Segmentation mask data
>>>

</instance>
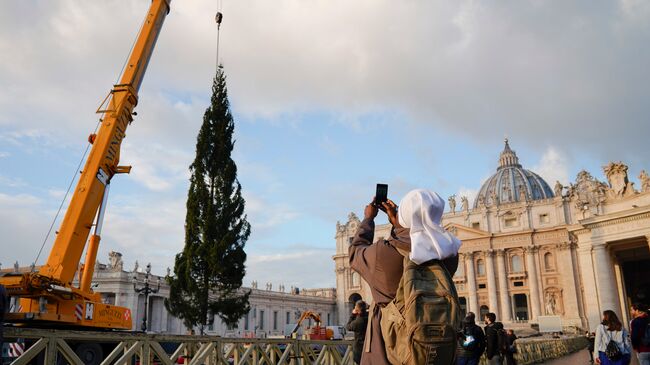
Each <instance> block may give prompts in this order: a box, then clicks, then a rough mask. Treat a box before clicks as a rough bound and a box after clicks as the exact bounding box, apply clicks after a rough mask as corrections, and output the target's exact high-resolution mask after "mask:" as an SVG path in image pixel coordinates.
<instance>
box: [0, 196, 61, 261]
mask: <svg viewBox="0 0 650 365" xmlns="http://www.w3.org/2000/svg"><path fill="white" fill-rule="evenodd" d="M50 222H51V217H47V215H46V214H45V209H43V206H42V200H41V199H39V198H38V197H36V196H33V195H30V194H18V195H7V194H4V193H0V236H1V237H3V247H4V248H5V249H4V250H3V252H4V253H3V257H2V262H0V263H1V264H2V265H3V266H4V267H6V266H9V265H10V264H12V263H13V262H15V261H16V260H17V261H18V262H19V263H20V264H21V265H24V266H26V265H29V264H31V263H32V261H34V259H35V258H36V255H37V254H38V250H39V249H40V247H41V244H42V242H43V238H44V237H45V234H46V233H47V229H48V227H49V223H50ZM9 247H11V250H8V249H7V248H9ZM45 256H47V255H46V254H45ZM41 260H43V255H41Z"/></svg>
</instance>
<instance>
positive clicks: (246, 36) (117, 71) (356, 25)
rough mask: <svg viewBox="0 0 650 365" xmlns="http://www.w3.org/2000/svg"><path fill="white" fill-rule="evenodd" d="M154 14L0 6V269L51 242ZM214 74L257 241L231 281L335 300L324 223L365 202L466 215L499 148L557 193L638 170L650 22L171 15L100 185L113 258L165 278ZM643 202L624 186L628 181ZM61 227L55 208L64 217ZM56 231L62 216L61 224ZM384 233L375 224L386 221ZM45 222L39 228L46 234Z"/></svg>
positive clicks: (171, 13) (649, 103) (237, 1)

<<<

- WHAT IS EXPECTED
Switch every "positive clicks" in the records to "foreground clicks" and leave everything else as it is. Leave the pictures out of your answer.

- EXERCISE RESULT
</instance>
Each <instance> block may give prompts in this order: a box, then clicks, then a rough mask. Treat a box before clicks as a rough bound and a box after clicks as the exact bounding box, apply clicks after a rough mask as corrections, and output the target's exact high-resolution mask after "mask:" as an SVG path in image pixel coordinates.
<instance>
box: [0, 196, 61, 261]
mask: <svg viewBox="0 0 650 365" xmlns="http://www.w3.org/2000/svg"><path fill="white" fill-rule="evenodd" d="M50 222H51V217H47V215H46V214H45V209H43V206H42V200H41V199H39V198H38V197H36V196H33V195H30V194H18V195H7V194H4V193H0V236H1V237H3V247H4V248H5V249H4V250H3V252H4V253H3V257H2V262H0V263H1V264H2V265H3V266H4V267H6V266H9V265H10V264H12V263H13V262H15V261H16V260H17V261H18V262H19V263H20V264H21V265H24V266H26V265H29V264H31V263H32V261H34V259H35V258H36V255H37V254H38V250H39V249H40V247H41V244H42V242H43V238H44V237H45V234H46V233H47V229H48V227H49V223H50ZM9 247H11V250H8V249H7V248H9ZM45 256H47V255H46V254H45ZM41 260H43V255H41Z"/></svg>
</instance>
<instance>
foreground clicks: (246, 36) (117, 71) (356, 25)
rough mask: <svg viewBox="0 0 650 365" xmlns="http://www.w3.org/2000/svg"><path fill="white" fill-rule="evenodd" d="M154 14L0 6V269L51 242ZM214 74L257 241L231 281L335 300L324 223L365 202L466 215L499 148L557 193L638 170L650 22L171 15L100 185L113 258L165 278ZM643 202L624 186L628 181ZM61 227L55 208L64 217ZM56 231L62 216L61 224ZM384 233L375 224L386 221ZM45 222L39 228L46 234Z"/></svg>
foreground clicks: (171, 13) (649, 103) (237, 1)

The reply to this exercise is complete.